DATASET EXCERPTS.
━━━
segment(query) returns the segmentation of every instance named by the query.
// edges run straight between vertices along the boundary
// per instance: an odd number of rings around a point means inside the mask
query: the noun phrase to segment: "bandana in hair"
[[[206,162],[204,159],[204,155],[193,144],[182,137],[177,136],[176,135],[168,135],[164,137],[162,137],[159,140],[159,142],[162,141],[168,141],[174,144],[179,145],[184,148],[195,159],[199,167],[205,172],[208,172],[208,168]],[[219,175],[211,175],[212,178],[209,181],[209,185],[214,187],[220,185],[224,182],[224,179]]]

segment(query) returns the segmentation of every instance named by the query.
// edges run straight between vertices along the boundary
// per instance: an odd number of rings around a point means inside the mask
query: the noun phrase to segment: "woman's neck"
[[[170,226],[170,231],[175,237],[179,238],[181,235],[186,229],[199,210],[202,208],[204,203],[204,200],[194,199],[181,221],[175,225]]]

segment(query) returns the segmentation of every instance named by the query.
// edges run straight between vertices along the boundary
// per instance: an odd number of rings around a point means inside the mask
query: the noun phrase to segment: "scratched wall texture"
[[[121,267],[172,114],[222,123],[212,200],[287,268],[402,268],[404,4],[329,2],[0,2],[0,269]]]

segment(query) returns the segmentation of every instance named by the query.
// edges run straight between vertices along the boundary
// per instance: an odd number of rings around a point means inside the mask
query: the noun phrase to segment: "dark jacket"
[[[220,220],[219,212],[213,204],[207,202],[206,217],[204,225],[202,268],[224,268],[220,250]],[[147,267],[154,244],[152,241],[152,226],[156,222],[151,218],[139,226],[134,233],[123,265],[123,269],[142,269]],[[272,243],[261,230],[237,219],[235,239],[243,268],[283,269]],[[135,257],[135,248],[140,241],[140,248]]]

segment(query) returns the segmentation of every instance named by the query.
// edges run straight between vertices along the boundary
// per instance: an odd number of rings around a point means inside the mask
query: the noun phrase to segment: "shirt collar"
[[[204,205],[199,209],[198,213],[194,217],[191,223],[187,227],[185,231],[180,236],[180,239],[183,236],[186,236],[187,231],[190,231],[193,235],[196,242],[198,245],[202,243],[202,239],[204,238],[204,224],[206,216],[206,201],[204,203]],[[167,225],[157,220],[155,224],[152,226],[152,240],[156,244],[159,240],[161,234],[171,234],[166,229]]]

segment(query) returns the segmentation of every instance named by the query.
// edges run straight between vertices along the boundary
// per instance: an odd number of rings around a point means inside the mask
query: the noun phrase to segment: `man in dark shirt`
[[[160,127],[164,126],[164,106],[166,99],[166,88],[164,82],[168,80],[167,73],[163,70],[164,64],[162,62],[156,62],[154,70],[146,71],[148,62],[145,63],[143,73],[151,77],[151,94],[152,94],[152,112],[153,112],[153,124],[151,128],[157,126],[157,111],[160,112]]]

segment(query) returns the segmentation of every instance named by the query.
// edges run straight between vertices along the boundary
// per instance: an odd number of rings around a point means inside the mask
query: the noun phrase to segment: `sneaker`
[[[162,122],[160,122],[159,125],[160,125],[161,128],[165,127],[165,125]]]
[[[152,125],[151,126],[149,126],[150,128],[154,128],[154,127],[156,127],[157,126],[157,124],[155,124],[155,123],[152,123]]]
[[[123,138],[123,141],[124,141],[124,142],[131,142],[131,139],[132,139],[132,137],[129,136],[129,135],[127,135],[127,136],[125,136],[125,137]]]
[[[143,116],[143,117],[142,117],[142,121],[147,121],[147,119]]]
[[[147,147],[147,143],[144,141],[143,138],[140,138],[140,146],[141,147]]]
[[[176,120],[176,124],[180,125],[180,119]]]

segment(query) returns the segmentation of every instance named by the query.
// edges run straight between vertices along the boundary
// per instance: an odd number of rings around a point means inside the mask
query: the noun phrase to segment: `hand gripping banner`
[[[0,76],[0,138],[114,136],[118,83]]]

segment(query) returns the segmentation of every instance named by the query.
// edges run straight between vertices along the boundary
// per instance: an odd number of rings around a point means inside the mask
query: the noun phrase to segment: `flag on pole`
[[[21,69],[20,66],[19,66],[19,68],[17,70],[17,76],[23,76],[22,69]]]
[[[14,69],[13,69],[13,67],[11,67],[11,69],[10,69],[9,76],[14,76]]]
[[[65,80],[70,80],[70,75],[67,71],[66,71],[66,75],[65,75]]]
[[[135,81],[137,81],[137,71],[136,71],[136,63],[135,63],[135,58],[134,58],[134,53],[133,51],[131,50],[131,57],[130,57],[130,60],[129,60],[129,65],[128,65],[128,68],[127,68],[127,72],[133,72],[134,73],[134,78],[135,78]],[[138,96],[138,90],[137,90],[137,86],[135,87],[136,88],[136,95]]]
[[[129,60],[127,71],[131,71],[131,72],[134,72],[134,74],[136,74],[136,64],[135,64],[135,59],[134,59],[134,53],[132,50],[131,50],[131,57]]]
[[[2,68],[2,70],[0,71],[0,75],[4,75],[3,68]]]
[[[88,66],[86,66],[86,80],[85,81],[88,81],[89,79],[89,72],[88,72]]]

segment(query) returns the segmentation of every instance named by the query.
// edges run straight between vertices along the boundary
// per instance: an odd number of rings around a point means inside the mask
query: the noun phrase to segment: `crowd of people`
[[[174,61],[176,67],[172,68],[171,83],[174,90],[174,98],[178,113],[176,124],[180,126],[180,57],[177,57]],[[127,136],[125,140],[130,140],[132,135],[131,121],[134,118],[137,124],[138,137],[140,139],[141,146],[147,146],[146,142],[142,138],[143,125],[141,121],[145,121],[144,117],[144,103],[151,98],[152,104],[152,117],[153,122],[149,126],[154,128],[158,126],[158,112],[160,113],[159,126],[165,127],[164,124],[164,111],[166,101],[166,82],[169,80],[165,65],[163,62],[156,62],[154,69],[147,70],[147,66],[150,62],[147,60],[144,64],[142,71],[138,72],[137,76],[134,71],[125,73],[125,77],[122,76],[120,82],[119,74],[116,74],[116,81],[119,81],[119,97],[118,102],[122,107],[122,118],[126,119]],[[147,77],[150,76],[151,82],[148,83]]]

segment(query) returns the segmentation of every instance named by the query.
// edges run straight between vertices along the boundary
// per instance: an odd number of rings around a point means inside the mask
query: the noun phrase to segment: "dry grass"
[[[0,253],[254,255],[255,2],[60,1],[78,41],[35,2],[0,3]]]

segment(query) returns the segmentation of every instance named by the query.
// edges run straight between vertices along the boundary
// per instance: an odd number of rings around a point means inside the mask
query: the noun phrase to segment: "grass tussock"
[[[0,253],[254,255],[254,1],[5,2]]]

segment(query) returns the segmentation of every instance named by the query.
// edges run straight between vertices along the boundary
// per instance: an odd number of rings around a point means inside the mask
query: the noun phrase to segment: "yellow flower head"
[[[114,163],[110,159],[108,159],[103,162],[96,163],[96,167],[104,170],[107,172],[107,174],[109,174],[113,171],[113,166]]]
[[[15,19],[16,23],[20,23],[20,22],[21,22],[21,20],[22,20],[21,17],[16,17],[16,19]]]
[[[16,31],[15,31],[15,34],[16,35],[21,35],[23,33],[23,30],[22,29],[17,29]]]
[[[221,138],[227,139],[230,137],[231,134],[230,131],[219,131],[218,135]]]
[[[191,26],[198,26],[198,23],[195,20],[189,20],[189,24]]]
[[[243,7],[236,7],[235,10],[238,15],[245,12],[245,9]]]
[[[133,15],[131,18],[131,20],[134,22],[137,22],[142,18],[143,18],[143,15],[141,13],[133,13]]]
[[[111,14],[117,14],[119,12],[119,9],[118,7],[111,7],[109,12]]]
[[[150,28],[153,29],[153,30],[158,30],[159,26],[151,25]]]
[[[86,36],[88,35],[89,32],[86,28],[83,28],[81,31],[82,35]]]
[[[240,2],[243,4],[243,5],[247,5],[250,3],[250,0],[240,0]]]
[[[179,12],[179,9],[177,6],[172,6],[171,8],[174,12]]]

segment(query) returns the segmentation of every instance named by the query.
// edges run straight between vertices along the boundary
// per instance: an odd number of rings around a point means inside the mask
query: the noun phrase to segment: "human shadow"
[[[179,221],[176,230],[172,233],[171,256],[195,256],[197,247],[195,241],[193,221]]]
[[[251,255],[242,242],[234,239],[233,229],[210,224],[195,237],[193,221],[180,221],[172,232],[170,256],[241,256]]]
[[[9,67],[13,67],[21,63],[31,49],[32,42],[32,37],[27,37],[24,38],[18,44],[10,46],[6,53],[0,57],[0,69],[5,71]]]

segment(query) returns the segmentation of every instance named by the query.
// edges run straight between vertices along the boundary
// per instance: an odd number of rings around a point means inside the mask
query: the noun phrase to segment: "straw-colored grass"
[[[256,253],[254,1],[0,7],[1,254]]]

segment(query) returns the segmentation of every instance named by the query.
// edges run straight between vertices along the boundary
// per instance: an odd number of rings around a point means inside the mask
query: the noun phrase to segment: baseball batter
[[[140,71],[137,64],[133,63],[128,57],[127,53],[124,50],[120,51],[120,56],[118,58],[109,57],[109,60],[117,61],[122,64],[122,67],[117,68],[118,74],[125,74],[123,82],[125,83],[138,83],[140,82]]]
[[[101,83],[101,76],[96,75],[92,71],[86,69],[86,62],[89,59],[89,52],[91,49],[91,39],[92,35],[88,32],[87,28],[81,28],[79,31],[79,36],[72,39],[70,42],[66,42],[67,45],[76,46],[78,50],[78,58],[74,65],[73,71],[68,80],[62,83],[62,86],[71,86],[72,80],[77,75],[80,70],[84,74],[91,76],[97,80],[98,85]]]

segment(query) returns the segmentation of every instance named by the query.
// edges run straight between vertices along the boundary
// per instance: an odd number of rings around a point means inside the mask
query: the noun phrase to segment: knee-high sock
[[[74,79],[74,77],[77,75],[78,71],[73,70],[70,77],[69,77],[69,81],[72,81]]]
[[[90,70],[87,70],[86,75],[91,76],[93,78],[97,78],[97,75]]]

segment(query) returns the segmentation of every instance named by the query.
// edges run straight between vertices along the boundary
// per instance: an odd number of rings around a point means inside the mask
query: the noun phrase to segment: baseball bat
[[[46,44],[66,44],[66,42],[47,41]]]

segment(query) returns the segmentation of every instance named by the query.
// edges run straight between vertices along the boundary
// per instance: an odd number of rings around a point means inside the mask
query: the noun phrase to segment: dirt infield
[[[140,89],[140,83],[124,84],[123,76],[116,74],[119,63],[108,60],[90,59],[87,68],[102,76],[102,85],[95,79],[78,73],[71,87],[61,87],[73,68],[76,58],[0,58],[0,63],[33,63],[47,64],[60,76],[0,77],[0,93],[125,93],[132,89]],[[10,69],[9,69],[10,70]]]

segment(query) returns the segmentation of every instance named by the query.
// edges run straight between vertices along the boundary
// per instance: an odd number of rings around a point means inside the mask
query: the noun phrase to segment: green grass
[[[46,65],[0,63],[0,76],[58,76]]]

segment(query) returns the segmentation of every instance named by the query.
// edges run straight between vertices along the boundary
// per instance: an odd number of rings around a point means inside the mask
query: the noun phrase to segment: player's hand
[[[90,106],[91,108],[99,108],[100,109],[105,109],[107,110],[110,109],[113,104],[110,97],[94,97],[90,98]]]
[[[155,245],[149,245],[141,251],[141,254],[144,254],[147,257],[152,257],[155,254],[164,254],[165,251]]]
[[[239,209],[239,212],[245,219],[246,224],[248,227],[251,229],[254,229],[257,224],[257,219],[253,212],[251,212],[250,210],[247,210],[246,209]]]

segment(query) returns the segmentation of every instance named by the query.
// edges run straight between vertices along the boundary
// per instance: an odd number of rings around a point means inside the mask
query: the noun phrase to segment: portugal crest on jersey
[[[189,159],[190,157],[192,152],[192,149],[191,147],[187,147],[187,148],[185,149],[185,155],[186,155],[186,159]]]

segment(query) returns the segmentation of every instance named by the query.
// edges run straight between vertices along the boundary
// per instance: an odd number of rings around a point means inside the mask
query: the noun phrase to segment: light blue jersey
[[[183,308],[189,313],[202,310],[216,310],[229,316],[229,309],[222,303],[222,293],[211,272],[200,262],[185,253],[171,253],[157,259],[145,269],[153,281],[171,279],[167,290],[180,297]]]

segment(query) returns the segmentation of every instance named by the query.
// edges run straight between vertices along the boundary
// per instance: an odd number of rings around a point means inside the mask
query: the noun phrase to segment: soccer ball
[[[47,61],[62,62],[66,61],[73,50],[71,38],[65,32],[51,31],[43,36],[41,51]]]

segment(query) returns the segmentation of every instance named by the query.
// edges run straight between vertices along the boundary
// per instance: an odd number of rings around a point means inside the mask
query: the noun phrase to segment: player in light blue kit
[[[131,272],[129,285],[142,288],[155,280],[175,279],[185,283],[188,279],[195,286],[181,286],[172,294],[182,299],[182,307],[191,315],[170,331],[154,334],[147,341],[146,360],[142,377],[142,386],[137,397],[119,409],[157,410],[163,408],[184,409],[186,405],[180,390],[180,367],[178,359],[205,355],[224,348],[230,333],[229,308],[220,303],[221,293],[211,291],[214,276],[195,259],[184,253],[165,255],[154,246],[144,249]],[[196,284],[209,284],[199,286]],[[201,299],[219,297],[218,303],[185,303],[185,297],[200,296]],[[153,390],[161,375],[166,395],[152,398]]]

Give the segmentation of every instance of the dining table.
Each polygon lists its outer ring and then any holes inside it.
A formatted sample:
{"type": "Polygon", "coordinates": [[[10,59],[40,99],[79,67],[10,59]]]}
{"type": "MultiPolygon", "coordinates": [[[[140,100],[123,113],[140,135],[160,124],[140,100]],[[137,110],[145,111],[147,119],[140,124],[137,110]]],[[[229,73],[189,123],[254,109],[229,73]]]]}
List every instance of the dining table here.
━━━
Every line from the one holding "Give the segmentation" through the final line of the listing must be echoed exactly; leave out all other lines.

THE REPLY.
Give the segmentation of every instance of the dining table.
Each polygon lists its outer ring and then any holes inside it.
A formatted sample:
{"type": "Polygon", "coordinates": [[[10,59],[40,99],[79,67],[10,59]]]}
{"type": "MultiPolygon", "coordinates": [[[[140,100],[123,113],[140,135],[160,124],[140,100]],[[137,110],[145,111],[147,119],[140,124],[137,110]]],[[[229,73],[189,123],[254,109],[229,73]]]]}
List every instance of the dining table here.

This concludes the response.